### Document passage ###

# NeverSummer SL stance offset / setback?



## dasob85 (Dec 28, 2010)

I actually emailed them about this. Unfortunately, I was still slightly confused. but here is what they said:

Basically, If you were to have your front binding mounted all the way toward the tip of the board, the back binding would need to be moved up one hole set from the bottom of the board to have a twin set-up. If you had your bindings set down 1 hole set on the tip, then you would have to move the back binding up two hole patterns in the back, etc. I hope this helps!

I used the second and fourth holes from the head of the board on the front foot, and the 3rd and 5th holes counting from the head on the back foot. Hopefully that all makes sense.


----------



## Tom W (Oct 21, 2010)

I seem to have the same dilemma trying to set up bindings on my new SL.

There is no reference point or default holes.
Setback apparently should be only around 0.5 to 0.75".
But for me it is more than 1.5" now.

Counting from the middle of the board I used the 2nd and 4th screw hole in the front binding.
And the same - 2nd and 4th from the middle on the back binding.
Distance is nice 21". But the setback seems 1.5" so too big?

Refer to above posts shall I move back binding up to the front by one hole.
Seems like it but again it makes little sense and I am supposed to carry a measuring tape to work out the correct holes?

###

→ Given problem: Pick up the NeverSummer SL binding setback thread right after its final sentence and keep it going.

### Data records ###

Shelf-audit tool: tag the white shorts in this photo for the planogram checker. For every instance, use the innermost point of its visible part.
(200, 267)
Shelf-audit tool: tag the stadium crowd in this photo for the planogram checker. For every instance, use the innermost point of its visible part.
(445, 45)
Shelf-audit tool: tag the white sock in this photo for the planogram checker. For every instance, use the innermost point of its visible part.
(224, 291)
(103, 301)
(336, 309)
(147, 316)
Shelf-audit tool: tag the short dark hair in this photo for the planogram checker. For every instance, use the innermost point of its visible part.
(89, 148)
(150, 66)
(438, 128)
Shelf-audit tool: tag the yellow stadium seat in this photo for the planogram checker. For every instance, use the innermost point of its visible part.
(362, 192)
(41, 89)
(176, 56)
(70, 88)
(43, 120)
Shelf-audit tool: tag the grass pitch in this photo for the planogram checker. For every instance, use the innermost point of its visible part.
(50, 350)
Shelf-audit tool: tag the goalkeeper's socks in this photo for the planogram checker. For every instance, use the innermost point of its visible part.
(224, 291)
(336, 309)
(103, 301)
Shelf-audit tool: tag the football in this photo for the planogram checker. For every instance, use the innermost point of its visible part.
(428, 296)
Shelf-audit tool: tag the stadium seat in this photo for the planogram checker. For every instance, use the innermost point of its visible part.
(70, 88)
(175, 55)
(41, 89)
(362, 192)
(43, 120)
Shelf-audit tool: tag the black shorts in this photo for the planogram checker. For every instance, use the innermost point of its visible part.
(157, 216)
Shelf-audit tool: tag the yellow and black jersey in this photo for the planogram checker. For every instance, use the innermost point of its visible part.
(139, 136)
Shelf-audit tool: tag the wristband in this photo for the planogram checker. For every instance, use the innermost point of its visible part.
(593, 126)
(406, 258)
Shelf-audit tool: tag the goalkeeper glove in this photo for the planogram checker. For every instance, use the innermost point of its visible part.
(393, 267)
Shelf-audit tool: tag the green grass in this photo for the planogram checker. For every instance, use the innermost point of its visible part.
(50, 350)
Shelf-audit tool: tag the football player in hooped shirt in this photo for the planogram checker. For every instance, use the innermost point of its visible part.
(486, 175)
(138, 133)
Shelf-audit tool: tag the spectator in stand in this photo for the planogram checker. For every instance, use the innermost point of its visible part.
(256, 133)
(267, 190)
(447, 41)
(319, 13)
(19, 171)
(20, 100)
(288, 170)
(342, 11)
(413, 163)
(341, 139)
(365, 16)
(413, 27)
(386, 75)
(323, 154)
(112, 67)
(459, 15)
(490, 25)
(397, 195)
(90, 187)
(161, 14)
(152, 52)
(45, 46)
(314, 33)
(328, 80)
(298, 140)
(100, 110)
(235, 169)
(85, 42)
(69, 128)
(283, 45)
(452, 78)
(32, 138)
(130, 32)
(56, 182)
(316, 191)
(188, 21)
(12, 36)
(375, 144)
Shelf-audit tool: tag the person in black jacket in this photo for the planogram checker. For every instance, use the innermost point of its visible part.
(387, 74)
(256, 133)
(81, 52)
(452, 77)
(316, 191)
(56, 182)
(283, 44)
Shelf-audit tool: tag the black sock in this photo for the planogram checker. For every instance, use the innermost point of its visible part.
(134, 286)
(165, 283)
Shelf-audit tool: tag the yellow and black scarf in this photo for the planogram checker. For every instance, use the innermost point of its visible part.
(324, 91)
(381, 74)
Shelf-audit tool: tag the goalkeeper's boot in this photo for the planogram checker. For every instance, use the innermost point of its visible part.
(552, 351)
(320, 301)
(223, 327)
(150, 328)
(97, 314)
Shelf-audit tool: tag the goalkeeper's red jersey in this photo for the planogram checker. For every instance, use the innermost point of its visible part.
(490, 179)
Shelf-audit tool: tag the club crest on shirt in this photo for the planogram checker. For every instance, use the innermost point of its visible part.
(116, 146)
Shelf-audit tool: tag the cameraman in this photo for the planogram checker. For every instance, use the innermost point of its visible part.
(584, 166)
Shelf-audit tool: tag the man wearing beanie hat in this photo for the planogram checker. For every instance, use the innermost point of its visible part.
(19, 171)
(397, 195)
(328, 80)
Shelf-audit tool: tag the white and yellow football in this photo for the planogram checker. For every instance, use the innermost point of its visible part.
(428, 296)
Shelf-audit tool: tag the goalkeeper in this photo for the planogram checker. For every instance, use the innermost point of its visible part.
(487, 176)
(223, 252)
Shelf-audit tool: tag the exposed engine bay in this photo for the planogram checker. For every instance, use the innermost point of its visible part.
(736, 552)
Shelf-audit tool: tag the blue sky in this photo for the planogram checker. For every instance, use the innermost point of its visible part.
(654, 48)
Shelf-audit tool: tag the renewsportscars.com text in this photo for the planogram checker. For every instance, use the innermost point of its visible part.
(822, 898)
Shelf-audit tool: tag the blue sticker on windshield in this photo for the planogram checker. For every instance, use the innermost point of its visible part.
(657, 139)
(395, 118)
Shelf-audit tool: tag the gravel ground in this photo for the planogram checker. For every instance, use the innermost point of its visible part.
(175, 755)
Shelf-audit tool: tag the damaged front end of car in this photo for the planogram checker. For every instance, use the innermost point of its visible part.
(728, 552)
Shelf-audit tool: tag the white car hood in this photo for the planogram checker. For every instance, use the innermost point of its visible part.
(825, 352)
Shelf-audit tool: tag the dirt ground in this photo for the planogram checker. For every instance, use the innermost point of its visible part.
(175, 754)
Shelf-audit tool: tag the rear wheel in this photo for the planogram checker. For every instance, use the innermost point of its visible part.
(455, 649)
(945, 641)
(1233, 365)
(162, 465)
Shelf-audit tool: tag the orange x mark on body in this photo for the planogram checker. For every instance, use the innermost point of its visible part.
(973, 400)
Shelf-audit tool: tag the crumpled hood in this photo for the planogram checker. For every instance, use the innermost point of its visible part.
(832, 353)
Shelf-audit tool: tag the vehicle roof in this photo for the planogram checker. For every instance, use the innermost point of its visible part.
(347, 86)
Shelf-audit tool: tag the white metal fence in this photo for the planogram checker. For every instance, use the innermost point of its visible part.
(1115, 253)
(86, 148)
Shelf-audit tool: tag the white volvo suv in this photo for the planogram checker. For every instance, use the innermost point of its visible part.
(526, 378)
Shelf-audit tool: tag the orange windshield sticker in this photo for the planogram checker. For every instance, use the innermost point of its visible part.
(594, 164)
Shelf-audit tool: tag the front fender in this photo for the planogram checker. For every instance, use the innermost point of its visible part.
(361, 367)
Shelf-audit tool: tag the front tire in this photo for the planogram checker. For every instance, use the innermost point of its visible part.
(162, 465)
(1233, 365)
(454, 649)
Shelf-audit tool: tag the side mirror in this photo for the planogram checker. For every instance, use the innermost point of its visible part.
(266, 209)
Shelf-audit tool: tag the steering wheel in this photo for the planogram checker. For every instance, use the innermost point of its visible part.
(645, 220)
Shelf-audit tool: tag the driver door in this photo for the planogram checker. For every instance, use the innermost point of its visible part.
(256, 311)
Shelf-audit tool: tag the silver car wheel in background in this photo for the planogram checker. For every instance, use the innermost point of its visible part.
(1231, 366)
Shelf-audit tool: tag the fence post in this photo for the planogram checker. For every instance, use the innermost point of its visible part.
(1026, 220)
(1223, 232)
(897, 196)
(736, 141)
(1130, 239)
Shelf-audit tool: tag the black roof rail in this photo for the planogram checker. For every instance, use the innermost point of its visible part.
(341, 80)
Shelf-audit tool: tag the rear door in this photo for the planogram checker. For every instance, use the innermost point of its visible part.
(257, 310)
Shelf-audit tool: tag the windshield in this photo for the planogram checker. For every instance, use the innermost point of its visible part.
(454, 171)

###

→ Exercise answer:
Maybe I am being stupid but never had this problem before as there were default holes marked as reference.

Help please


----------



## ETM (Aug 11, 2009)

Cut piece of paper to your stance width and move it up and down until you get the measurements you want at each end. Mark the centres and then put your binding discs on, work out which holes on the board and the discs give you the correct setback which I believe is 1/2".


----------



## Kapn.K (Jan 8, 2009)

Measure the distance from the front-most holes to the tip. Measure the distance from the most rearward holes to the tail. The second measurement is less. "IF" you want them the same, you'll have to move the back binding up one set of holes. In other words, they set back the whole set of mounting holes. This helps in powder. I've got a legacy and I think it's the mid-wide version of the sl. I have my rear binding up a set so it feels the same when riding switch. If you aren't ever going switch, I wouldn't worry about it.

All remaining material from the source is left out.